Work to be completed:
Your task is to repeat the records exactly from the line containing "Point out every instance of the distant building" onward, through the final line.
* * * * *
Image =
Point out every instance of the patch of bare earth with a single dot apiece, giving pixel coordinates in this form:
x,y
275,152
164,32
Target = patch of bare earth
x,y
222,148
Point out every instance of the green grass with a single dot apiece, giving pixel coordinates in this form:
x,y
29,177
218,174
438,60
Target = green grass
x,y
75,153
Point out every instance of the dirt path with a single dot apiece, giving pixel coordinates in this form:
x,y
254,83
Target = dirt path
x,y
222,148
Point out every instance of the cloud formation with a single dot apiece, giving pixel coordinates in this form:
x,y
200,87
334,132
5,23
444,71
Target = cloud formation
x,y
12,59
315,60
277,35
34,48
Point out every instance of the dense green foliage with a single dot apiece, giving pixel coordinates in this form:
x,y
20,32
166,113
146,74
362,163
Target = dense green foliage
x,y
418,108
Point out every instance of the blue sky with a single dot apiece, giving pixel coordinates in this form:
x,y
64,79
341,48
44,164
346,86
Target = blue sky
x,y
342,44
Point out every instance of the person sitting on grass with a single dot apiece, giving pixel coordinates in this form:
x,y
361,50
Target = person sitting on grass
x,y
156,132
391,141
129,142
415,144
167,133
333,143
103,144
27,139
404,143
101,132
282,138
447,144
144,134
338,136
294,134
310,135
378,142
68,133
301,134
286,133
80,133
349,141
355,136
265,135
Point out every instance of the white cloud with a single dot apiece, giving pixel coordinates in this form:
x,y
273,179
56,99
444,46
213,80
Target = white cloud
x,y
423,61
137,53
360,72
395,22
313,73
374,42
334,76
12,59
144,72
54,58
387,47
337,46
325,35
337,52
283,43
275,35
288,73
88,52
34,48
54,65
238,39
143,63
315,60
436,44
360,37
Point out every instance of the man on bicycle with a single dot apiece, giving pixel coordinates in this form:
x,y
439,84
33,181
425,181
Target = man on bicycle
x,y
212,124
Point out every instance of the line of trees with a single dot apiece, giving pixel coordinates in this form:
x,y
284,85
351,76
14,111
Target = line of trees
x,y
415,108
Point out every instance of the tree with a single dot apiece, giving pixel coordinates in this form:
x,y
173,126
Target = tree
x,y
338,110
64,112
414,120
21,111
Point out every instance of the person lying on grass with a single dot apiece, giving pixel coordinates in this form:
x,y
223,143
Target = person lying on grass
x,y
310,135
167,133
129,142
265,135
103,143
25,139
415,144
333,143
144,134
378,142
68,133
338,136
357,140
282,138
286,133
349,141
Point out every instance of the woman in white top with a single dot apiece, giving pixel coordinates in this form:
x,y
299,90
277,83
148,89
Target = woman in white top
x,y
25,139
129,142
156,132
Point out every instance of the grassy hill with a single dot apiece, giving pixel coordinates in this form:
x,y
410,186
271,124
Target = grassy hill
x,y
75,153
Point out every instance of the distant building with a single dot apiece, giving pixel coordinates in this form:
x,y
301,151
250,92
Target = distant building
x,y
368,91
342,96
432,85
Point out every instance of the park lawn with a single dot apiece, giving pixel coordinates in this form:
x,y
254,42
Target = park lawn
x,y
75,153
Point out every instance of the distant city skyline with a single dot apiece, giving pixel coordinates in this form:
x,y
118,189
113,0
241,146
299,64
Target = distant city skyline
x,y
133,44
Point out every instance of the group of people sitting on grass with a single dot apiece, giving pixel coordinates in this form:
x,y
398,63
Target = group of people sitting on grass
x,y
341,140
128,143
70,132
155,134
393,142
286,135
* * * * *
Answer for the task:
Point out every instance of the distant building with a single dot apiece, giving pixel coordinates in this form:
x,y
301,151
250,92
Target = distant building
x,y
368,91
342,96
432,85
Point out every instance of the park lawn with a single dot apiece, giving pixel coordinates in this form:
x,y
254,42
Target = park lawn
x,y
75,153
Point out every instance of the distant city skyline with a single dot apiece, giving pixel coordinates in this form:
x,y
118,189
113,0
241,146
299,64
Target = distant city skyline
x,y
133,44
Point out every instance of the group of people sitting on grass with a single dot apiece, giving pixel coordinates in this form:
x,y
398,63
Target = group of people sitting on grass
x,y
341,140
128,143
70,132
155,134
393,142
286,135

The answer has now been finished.